## Exercise prompt
With the pictures omitted, write out the entries that follow exactly as they stand.
--- Data supplied ---
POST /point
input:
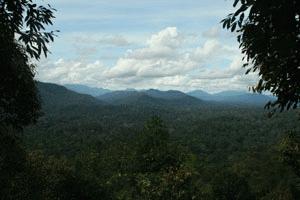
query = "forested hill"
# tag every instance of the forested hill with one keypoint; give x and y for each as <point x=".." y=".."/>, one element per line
<point x="53" y="95"/>
<point x="93" y="150"/>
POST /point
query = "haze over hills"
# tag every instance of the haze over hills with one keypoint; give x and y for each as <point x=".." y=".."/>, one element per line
<point x="150" y="97"/>
<point x="83" y="89"/>
<point x="154" y="96"/>
<point x="233" y="97"/>
<point x="53" y="95"/>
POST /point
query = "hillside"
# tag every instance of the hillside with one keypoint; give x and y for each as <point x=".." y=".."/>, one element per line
<point x="83" y="89"/>
<point x="53" y="95"/>
<point x="150" y="98"/>
<point x="233" y="97"/>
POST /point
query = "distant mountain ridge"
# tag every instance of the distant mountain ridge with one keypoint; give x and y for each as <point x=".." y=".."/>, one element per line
<point x="150" y="97"/>
<point x="83" y="89"/>
<point x="233" y="97"/>
<point x="80" y="94"/>
<point x="53" y="95"/>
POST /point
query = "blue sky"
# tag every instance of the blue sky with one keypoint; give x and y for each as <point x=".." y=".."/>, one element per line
<point x="142" y="44"/>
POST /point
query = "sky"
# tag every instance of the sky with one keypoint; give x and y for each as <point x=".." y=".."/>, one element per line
<point x="142" y="44"/>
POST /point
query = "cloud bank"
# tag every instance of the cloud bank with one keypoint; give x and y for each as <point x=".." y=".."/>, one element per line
<point x="166" y="60"/>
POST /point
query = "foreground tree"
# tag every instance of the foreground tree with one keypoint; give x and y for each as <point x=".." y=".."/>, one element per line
<point x="269" y="36"/>
<point x="22" y="36"/>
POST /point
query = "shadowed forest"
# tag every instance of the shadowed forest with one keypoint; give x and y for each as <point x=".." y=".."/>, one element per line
<point x="58" y="142"/>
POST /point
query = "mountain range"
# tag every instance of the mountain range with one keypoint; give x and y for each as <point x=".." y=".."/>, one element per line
<point x="171" y="97"/>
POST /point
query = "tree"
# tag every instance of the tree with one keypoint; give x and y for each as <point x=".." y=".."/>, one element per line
<point x="23" y="36"/>
<point x="268" y="33"/>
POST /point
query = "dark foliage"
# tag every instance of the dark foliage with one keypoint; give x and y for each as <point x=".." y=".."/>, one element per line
<point x="268" y="33"/>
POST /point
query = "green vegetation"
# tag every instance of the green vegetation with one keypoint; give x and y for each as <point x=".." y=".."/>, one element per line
<point x="268" y="33"/>
<point x="211" y="151"/>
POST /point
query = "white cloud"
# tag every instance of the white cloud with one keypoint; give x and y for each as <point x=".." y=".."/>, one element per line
<point x="164" y="62"/>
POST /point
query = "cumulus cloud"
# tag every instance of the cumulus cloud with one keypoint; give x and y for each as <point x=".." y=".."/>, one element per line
<point x="112" y="40"/>
<point x="164" y="62"/>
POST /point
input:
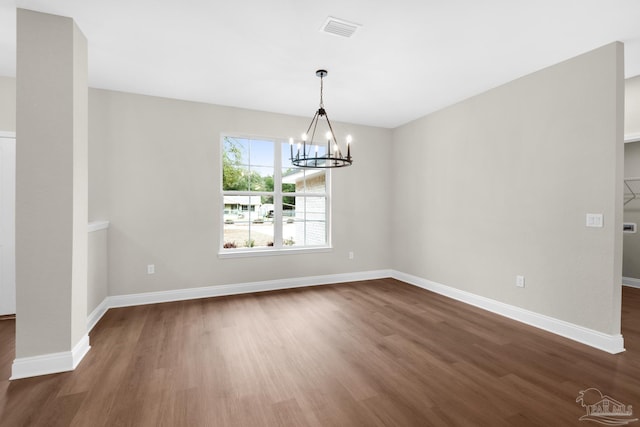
---
## Exercise solution
POST /point
input:
query = "forested hill"
# tag every instance of the forested hill with one keypoint; give x and y for each as <point x=".." y=".."/>, one element per line
<point x="53" y="95"/>
<point x="93" y="150"/>
POST /point
query = "haze over hills"
# tag every instance of the haze over hills with one keypoint; give x and y for each as <point x=".." y=".."/>, one element per line
<point x="150" y="97"/>
<point x="83" y="89"/>
<point x="154" y="96"/>
<point x="233" y="97"/>
<point x="53" y="95"/>
POST /point
query = "hillside"
# tag every instance of the hillside with one keypoint; give x and y for each as <point x=".." y=".."/>, one element per line
<point x="83" y="89"/>
<point x="53" y="95"/>
<point x="150" y="98"/>
<point x="233" y="97"/>
POST /point
query = "distant mountain ridge"
# tag every instance of the distant mountain ridge with one keypoint; give x and y for each as <point x=".." y=".."/>, one element per line
<point x="150" y="97"/>
<point x="83" y="89"/>
<point x="233" y="97"/>
<point x="80" y="94"/>
<point x="53" y="95"/>
POST /point
query = "blue sky"
# tag every instance of the blue sky with one keypoint; give x and y for each as <point x=".." y=".."/>, one element per line
<point x="142" y="44"/>
POST /point
query = "sky"
# tag every instance of the sky with one keypoint; give x and y for each as <point x=".." y=".."/>, one element per line
<point x="142" y="44"/>
POST /point
query = "cloud bank"
# tag every instance of the cloud bank with one keypoint; give x and y for each as <point x=".." y=".."/>, one element per line
<point x="166" y="60"/>
POST /point
query = "foreground tree"
# tag every instance of the foreground tree with one keypoint; give x and y for each as <point x=".." y=".."/>, one element per line
<point x="269" y="36"/>
<point x="22" y="36"/>
POST /point
query = "shadowed forest"
# tag every instance of the shadowed forest with one keypoint; give x and y for each as <point x=".." y=".."/>, one element per line
<point x="58" y="142"/>
POST /point
query = "mountain range"
# tag every instance of the mountain range with one keypoint; give x and y for each as <point x=".." y=".."/>, one element per line
<point x="171" y="97"/>
POST /point
query = "tree"
# tag every instance of the tree with one keypoint; give x and y for each as <point x=".." y=".."/>, one element per line
<point x="23" y="36"/>
<point x="268" y="33"/>
POST /point
query = "dark foliage"
# tag every instance of the dark foliage with one keypoint; give x and y for each as <point x=".." y=".."/>, one element per line
<point x="268" y="33"/>
POST /point
query = "green vegetation"
# tag every instance of the green vegetation with one keypoint; give x and y for each as <point x=".." y=".."/>, one element per line
<point x="268" y="33"/>
<point x="211" y="151"/>
POST /point
query = "white cloud"
# tag every instance of the white cloud with one keypoint; give x and y for each as <point x=".." y=".."/>, one element per line
<point x="164" y="62"/>
POST /point
query = "cumulus cloud"
# tag every instance of the cumulus cloud with one keypoint; give x and y for each as <point x=".." y=".."/>, one element per line
<point x="112" y="40"/>
<point x="164" y="62"/>
POST /point
input:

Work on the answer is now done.